Material shown
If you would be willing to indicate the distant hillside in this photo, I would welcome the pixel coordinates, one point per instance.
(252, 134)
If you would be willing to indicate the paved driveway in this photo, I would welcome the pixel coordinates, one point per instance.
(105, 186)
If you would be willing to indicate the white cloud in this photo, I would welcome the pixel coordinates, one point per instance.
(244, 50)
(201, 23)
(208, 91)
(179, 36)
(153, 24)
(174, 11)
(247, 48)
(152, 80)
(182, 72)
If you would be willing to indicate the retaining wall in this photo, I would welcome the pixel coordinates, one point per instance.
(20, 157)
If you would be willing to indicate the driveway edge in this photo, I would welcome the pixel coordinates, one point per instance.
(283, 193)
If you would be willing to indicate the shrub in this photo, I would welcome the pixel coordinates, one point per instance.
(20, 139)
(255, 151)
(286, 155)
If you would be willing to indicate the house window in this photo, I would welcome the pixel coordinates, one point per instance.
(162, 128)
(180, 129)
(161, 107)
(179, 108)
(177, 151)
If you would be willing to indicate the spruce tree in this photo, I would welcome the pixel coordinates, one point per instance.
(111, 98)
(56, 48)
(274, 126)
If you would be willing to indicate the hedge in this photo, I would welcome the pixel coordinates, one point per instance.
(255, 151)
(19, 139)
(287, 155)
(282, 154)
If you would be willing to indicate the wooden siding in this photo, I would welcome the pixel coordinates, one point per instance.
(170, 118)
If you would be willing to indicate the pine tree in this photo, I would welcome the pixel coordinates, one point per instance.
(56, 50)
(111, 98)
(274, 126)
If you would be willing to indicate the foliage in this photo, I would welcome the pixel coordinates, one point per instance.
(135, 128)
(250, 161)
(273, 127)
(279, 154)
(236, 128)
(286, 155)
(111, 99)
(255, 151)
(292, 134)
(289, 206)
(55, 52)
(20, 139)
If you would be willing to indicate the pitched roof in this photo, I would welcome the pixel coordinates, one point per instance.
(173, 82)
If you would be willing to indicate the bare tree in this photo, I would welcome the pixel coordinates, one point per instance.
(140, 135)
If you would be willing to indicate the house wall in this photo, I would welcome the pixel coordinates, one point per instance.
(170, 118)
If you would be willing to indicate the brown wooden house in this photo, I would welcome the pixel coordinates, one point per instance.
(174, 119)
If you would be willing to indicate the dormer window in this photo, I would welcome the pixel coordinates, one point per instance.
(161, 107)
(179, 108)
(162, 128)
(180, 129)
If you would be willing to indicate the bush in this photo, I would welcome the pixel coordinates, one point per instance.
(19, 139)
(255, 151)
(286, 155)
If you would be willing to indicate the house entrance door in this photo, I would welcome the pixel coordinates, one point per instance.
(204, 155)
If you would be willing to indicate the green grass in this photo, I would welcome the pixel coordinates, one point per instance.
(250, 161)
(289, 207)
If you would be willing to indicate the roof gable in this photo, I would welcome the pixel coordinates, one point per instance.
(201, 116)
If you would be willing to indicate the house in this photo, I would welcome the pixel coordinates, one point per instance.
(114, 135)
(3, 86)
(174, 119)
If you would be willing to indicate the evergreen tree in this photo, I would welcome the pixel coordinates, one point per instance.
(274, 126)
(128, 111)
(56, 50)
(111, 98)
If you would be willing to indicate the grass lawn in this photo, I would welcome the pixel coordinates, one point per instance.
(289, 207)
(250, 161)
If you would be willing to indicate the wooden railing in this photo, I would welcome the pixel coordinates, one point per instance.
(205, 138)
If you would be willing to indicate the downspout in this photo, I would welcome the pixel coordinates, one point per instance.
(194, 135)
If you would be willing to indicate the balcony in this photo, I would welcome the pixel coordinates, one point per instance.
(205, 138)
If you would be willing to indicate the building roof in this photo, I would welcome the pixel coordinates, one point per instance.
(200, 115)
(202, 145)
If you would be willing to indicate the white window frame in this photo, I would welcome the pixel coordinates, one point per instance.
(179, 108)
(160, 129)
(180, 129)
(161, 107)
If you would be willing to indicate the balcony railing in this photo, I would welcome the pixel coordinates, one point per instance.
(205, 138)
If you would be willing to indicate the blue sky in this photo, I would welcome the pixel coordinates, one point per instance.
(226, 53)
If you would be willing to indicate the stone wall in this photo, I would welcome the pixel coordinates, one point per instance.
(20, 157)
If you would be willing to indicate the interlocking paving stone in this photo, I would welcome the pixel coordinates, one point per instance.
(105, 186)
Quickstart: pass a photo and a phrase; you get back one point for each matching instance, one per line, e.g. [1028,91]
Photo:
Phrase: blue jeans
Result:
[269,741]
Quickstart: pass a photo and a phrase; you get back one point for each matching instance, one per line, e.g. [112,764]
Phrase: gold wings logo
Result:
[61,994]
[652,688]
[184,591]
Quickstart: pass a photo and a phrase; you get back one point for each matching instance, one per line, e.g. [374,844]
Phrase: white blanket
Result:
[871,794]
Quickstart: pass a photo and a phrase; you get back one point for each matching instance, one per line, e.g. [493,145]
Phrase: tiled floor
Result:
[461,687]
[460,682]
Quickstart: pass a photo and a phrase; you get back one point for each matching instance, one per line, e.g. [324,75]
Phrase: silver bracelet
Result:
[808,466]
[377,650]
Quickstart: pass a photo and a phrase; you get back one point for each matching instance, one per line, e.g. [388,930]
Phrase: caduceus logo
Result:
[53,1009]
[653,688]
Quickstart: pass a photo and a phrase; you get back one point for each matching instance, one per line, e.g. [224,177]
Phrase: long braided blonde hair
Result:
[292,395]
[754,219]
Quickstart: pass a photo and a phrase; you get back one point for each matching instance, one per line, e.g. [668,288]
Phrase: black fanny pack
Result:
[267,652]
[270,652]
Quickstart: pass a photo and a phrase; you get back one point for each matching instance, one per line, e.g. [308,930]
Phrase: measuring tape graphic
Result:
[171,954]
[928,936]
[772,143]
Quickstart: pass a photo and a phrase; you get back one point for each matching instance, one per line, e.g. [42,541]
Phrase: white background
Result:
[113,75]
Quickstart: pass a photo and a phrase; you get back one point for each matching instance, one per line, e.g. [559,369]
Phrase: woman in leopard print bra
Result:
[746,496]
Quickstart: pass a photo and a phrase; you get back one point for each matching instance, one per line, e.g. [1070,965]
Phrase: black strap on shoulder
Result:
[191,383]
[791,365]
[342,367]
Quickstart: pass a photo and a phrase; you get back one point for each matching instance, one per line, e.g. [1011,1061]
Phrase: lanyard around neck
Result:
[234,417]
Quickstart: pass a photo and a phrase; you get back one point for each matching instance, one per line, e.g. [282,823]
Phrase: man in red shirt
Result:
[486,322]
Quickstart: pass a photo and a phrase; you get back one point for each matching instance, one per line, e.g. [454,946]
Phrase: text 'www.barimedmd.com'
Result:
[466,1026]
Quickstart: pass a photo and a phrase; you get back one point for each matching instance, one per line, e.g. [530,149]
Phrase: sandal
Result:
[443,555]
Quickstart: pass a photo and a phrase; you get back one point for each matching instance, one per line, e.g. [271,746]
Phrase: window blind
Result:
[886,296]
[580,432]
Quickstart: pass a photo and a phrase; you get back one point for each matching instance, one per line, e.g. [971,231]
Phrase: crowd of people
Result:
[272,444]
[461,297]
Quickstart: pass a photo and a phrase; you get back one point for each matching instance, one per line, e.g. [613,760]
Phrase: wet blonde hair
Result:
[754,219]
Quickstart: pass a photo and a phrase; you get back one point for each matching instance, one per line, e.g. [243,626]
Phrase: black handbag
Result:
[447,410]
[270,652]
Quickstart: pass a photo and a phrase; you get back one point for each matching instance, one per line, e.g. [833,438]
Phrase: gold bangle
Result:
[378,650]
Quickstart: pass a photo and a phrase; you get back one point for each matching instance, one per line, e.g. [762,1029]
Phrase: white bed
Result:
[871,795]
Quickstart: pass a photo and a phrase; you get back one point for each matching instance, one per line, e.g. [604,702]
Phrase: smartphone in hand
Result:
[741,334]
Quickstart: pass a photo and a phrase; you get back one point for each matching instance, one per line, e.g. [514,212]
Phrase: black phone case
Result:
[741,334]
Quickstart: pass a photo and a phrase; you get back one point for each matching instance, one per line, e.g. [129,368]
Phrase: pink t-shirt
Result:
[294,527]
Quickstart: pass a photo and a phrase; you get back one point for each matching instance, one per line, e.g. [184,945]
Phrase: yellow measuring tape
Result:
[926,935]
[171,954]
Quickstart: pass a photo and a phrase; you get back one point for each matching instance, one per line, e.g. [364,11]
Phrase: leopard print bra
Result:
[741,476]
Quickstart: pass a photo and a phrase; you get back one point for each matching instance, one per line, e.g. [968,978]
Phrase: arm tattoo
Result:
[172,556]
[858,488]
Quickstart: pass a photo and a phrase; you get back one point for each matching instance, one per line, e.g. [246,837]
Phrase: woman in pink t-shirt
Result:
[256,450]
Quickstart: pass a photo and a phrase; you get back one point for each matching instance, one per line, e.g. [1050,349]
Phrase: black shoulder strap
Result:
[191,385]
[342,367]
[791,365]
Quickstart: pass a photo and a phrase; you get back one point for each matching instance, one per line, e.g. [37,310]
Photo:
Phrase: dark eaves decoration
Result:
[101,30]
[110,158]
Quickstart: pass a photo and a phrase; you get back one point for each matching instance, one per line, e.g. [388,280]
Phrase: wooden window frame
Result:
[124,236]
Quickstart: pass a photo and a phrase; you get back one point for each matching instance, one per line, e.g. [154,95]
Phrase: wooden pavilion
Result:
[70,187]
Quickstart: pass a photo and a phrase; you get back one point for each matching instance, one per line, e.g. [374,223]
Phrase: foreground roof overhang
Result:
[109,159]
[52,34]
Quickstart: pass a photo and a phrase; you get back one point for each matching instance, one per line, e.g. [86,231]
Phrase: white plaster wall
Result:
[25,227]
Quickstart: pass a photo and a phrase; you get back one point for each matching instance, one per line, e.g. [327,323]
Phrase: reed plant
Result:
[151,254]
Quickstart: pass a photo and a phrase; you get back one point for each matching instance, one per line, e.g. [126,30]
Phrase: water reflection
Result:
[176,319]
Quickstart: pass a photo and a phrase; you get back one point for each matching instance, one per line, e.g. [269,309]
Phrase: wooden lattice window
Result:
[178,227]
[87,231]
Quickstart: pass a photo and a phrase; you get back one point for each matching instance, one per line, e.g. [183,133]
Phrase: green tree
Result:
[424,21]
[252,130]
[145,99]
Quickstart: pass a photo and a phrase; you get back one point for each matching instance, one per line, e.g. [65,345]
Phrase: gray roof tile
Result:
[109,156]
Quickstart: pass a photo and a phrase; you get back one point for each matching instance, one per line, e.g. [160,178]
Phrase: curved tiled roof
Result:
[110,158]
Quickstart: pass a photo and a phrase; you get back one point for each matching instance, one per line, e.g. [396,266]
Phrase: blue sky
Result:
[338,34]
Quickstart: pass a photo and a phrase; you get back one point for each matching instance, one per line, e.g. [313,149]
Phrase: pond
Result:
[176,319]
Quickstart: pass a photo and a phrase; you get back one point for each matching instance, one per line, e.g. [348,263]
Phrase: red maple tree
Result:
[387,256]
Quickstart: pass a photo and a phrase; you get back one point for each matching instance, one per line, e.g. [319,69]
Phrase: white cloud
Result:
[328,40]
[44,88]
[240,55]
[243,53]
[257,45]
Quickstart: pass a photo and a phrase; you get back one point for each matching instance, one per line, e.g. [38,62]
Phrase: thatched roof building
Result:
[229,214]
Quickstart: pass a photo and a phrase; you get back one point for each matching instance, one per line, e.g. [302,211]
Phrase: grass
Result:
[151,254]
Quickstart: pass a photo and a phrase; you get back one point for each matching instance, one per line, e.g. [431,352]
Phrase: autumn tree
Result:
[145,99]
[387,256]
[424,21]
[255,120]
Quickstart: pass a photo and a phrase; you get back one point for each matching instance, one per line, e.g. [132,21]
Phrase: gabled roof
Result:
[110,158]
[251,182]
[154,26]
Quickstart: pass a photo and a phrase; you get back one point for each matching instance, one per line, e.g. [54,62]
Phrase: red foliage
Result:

Set task
Rewrite the lines from the one containing "line, e.g. [132,21]" through the final line, inclusive, as a numbered list, omitting any blank lines.

Correct result
1. Quickstart: pass a photo and a phrase; you get back one point for each matching instance, one per line, e.g. [132,21]
2. Phrase: gabled roof
3. Result:
4. [110,158]
5. [251,182]
6. [154,26]
7. Quickstart: pass a photo and a phrase; you get back one point for each matching instance, one per line, e.g. [54,62]
8. Phrase: red foliage
9. Result:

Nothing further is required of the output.